Pointing dataset data
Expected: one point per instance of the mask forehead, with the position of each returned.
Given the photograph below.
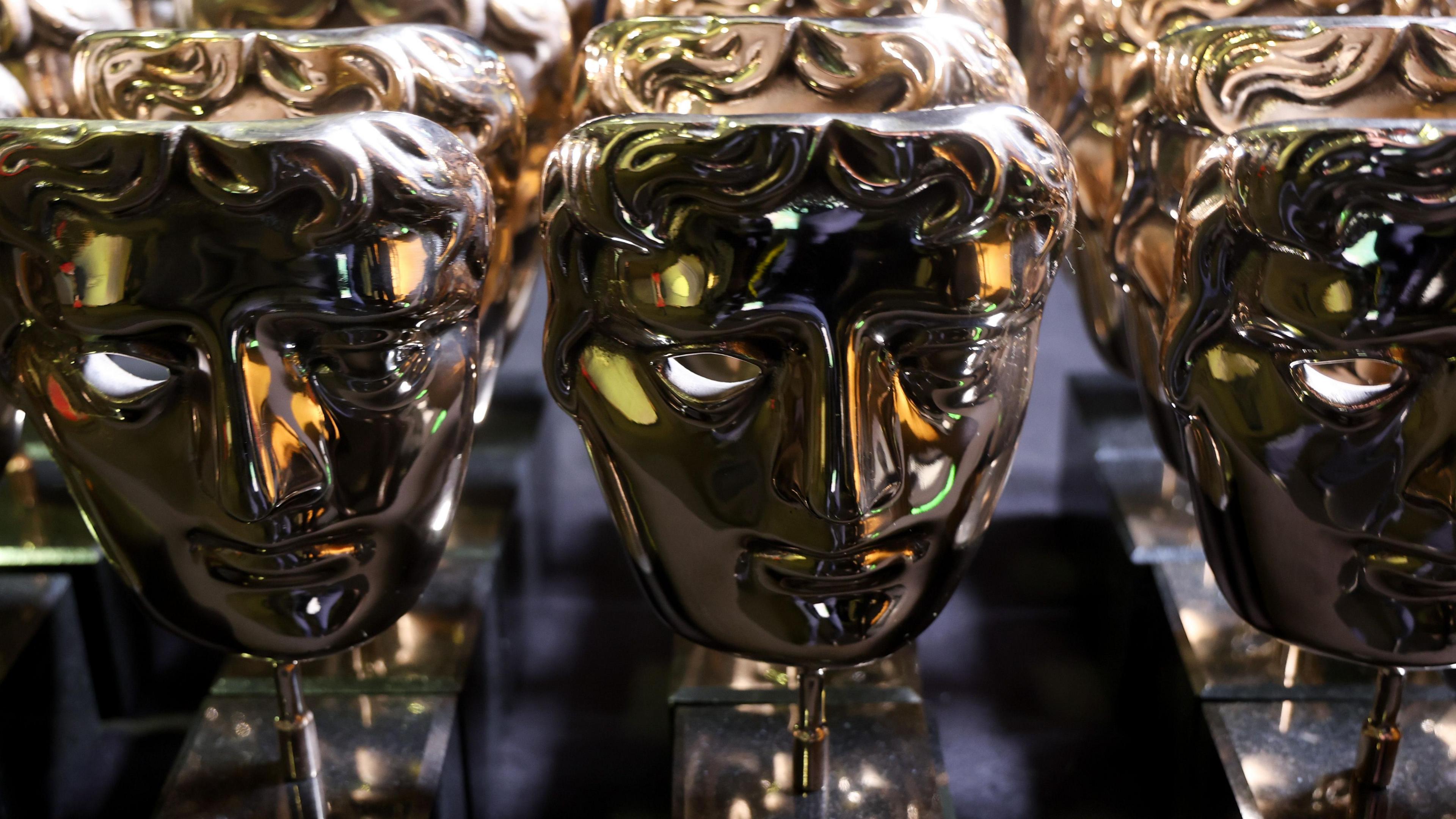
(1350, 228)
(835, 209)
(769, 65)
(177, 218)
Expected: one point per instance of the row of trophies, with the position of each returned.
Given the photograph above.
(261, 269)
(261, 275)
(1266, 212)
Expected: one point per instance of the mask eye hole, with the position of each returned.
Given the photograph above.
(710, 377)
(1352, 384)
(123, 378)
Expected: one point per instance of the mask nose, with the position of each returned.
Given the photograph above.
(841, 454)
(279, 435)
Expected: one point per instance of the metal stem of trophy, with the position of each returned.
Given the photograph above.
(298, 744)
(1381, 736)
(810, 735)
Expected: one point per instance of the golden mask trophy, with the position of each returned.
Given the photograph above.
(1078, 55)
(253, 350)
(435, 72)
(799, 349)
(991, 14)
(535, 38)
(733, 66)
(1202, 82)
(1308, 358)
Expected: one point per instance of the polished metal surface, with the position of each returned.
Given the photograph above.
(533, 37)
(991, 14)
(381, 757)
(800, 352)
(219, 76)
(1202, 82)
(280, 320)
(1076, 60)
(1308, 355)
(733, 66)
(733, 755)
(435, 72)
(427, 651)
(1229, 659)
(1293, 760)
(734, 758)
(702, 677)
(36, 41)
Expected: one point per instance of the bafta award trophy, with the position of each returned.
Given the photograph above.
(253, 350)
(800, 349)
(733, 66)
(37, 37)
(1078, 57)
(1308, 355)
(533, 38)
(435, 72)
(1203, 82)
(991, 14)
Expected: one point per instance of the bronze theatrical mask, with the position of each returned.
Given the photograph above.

▶ _Prompt_:
Rewrite all of the data above, substituting "image" for every occurrence of "photograph" and leaving everything else unchanged. Omit the pictures from your answer.

▶ _Solution to the exercise_:
Expected: one point per instance of the mask forehead, with the position of each returned.
Given the image below.
(1350, 228)
(835, 209)
(769, 65)
(177, 218)
Expected: one point per instance of the row of trophies, with the position of each returned.
Given the image above.
(261, 269)
(261, 275)
(1266, 212)
Expected: one point per instance of the mask eye hole, with the position of each returned.
Given the image above.
(710, 377)
(1352, 384)
(123, 378)
Expected: one point per instance of the mask nose, with the position of each returned.
Given the image above.
(841, 454)
(279, 435)
Expected: one point per instance of the metal stem of trophy, with the position of each returned.
Given the image above.
(298, 744)
(1381, 736)
(810, 735)
Expected: one point per instance of the golden mask trophy, with the position of each returned.
Given the image above.
(1078, 55)
(253, 350)
(435, 72)
(799, 349)
(991, 14)
(535, 38)
(733, 66)
(1202, 82)
(1308, 358)
Expected: one point per instance of the polished metal surface, with the position of each returned.
Given the image above.
(533, 37)
(991, 14)
(381, 757)
(800, 352)
(219, 76)
(1202, 82)
(280, 320)
(1076, 60)
(1308, 355)
(733, 66)
(733, 755)
(435, 72)
(427, 651)
(1229, 659)
(1293, 760)
(734, 758)
(702, 677)
(36, 41)
Expected: one point per instance of the bafta award trophy, with the position of each returned.
Given the image above.
(253, 350)
(800, 349)
(733, 66)
(37, 37)
(1078, 57)
(1308, 355)
(533, 38)
(435, 72)
(1203, 82)
(991, 14)
Expected: one point per instance of the bronze theatrical mask, with the position of each returned.
Given the image above.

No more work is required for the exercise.